EXERCISE GOAL ▸ Write out all records as given; omit images.

━━━━━ TASK INPUTS

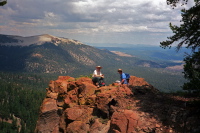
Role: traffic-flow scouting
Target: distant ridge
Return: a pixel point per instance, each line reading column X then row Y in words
column 11, row 40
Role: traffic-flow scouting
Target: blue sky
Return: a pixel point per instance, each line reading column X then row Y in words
column 91, row 21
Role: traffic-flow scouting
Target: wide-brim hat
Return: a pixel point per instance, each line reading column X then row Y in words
column 98, row 67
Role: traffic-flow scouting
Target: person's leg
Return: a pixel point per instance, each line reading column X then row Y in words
column 96, row 80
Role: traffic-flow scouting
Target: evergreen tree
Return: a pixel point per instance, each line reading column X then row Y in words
column 188, row 34
column 2, row 3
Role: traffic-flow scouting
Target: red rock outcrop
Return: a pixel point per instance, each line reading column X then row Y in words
column 77, row 106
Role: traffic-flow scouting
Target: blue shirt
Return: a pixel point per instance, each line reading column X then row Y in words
column 123, row 76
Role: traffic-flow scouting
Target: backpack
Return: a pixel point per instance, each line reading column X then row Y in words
column 127, row 77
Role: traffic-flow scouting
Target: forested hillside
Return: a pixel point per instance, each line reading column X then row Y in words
column 20, row 98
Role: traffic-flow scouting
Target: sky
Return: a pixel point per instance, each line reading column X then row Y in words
column 107, row 22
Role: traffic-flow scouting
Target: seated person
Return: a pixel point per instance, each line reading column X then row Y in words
column 98, row 77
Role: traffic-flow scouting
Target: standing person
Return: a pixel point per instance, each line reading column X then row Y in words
column 123, row 78
column 98, row 77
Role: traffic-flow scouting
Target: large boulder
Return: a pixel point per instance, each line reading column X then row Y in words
column 76, row 105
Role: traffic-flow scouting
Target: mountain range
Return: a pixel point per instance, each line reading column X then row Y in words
column 50, row 54
column 58, row 55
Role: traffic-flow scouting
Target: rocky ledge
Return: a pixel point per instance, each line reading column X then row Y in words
column 77, row 106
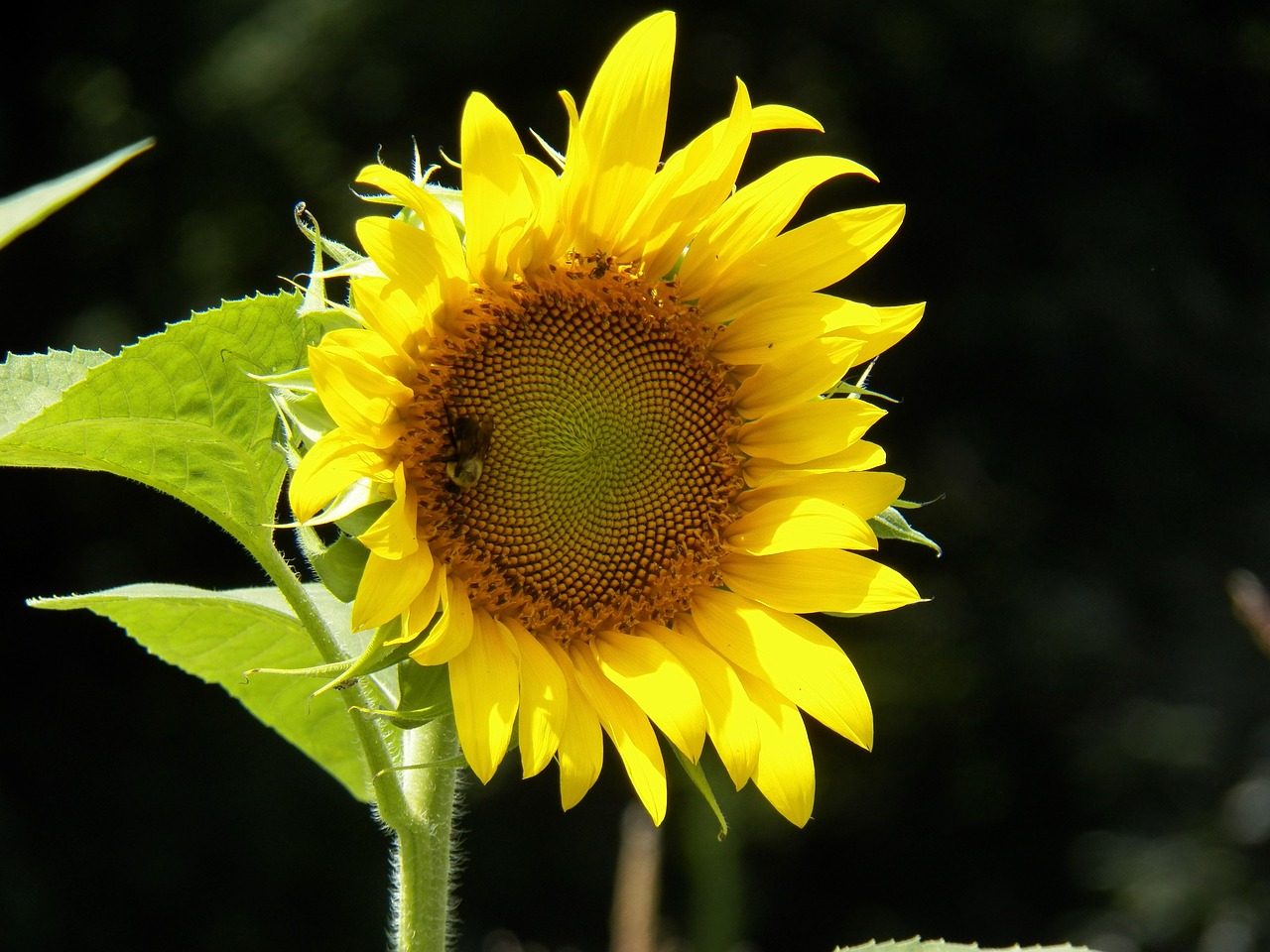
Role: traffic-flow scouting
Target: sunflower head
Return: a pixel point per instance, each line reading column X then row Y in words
column 599, row 411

━━━━━━━━━━

WRITTEN SOLUTION ▸
Role: traffic-flow scouting
Target: distant ridge
Return: a pixel point per instance, each line reading column X then row Y in words
column 11, row 40
Role: traffic-flow scouting
Target: blue sky
Return: a pixel point per instance, each line reading column X then row Y in words
column 91, row 21
Role: traffic-flow scouting
Target: wide-brim hat
Return: a pixel point per instance, each line reading column X then row Y in words
column 98, row 67
Role: traffic-flow scouting
Target: person's leg
Return: a pixel point per instance, each line reading column X then row Y in words
column 96, row 80
Role: traffic-flow scouting
Target: evergreen tree
Return: a pixel point per instance, each line reading column X then row Y in words
column 188, row 34
column 2, row 3
Role: traffic-flow scouting
Target: red rock outcrop
Return: a pixel point per instance, each line reading column X then row Y in words
column 77, row 106
Role: traffic-flow scouting
Target: blue shirt
Return: a pixel point per instance, each line reading column X then row Y in words
column 123, row 76
Role: traffic-flow scouting
Target: backpack
Return: a pixel point per instance, each line reading column X then row Y in words
column 127, row 77
Role: traffic-flow scouting
Target: forested hillside
Return: a pixel point per instance, each line reading column X then row Y in words
column 20, row 98
Role: traffic-flow scouting
Target: sky
Return: a pixel point per instance, each line reading column X then row Y in words
column 107, row 22
Role: traffic-flow scouting
Target: seated person
Return: a pixel point per instance, each line reading column X then row Y in words
column 98, row 77
Role: traffic-flow scouting
Target: standing person
Return: a pixel point per instance, each line reading column X then row Y in words
column 123, row 78
column 98, row 77
Role: traffic-flow scouting
Target: large boulder
Return: a pixel point per instance, each line reading column X then row Y in words
column 76, row 105
Role: traffic-flow scouting
Target: mountain range
Return: a pixel point per instance, each line reading column X then row Y in words
column 50, row 54
column 58, row 55
Role: traffic-flow scouting
Target: rocky ledge
Return: a pixel point per instance, each line reading column X then row Y in words
column 77, row 106
Role: traffic-flow scouting
Target: sunflower head
Return: a pixel point per instance, each line reading column X then row Y in words
column 599, row 411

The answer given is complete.